##### Passage for review

“I consider myself normal in all aspects, but society always thought that I wouldn’t become an independent woman,” says 29-year-old Sanmati Havale from Boragaon village of Karnataka’s Belgaum district.
Sanmati is affected by Scoliosis—a sideways curvature of the spine that occurs most often during the growth spurt just before puberty. This led to an uneven shoulder height, and thus began Sanmati’s battle to fight for acceptance.
“My posture was normal till Class 4, but things changed after that. Suddenly, everyone around me became unusually nice and would go the extra mile to ensure that I was feeling fine. My parents would drop me to the school every day, and my Physical Education teacher made me the captain of the sports team, which was quite unexpected!” she says.
Sanmati was curious but didn’t pay too much attention till one of the teachers from her school asked her to go to the district hospital and get a disability certificate. “Initially, I couldn’t understand what he was trying to say, and so I informed my parents.
My father accompanied me to school, and we spoke to the teacher again, and that was when I figured out that I was suffering from an impairment,” says Sanmati.
Sanmati took time to process the news and noticed that while there were people who treated her with extra care, there were many classmates who were extremely callous and would mimic her and try to bring her down.
“You won’t be able to do this, is something I’ve been hearing for years now,” she adds.
However, Sanmati realised that she was not someone who would give up easily, and while she adjusted to living with Scoliosis, she also decided that she wanted to lead an independent life and help people who were facing a similar problem. “Initially, it was difficult for me to focus, but I decided to fight for several other people like me,” she says proudly.

##########

● Required action
In the profile of Sanmati Havale, what did one of her teachers ask her to get from the district hospital?

##### Entries shown

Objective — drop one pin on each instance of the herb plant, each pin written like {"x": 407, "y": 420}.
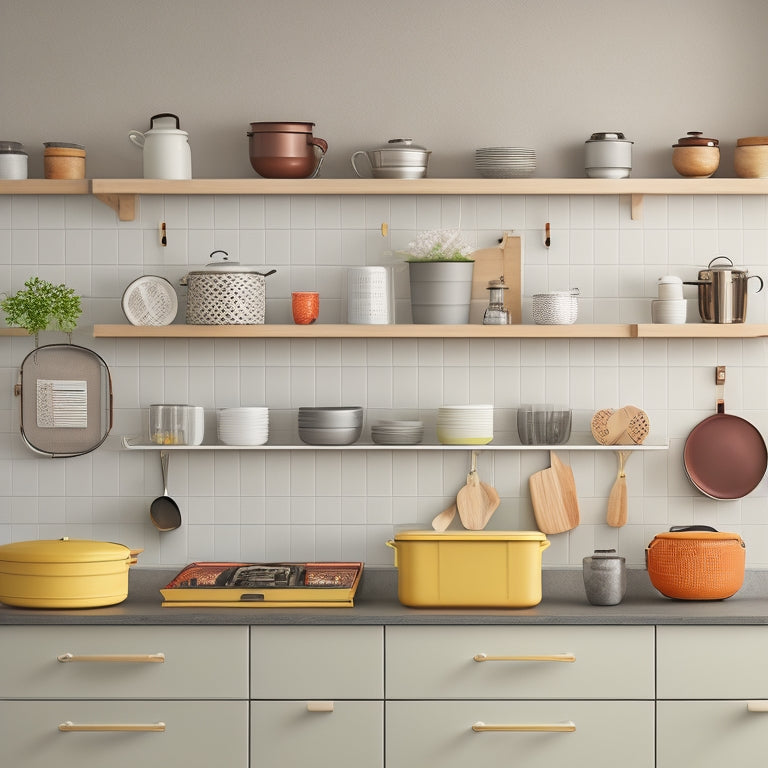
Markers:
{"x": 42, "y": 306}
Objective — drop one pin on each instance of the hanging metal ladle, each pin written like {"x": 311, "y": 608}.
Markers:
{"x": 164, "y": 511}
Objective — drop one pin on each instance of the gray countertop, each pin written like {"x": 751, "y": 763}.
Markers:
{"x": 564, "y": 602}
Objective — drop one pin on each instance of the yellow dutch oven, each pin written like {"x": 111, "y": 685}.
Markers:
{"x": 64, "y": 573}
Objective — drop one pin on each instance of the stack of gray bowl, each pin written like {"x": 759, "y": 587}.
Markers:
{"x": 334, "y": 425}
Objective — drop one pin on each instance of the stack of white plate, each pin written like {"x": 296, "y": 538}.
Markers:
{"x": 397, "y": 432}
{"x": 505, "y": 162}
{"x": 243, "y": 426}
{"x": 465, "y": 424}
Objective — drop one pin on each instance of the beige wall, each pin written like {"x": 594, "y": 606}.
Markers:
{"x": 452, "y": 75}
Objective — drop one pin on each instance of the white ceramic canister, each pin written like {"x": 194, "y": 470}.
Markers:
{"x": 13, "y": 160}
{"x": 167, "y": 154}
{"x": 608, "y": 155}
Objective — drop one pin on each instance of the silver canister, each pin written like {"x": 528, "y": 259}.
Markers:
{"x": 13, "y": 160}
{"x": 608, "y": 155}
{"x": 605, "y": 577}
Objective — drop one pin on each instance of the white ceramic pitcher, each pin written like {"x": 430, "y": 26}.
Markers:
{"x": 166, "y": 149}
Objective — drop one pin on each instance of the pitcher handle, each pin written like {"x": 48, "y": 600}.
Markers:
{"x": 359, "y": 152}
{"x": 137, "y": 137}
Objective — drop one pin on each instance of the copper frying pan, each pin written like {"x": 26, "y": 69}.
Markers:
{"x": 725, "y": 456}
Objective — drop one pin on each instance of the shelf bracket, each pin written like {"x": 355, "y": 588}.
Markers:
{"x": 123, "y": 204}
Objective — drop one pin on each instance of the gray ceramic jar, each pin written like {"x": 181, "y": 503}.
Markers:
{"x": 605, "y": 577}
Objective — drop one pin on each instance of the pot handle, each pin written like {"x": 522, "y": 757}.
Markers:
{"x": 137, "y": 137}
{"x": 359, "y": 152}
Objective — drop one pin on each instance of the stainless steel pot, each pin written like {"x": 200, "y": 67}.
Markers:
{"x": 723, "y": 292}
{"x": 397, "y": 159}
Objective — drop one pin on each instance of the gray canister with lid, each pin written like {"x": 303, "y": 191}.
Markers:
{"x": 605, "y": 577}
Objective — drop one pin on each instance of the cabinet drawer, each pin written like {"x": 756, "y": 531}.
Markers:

##########

● Worked solution
A disability certificate.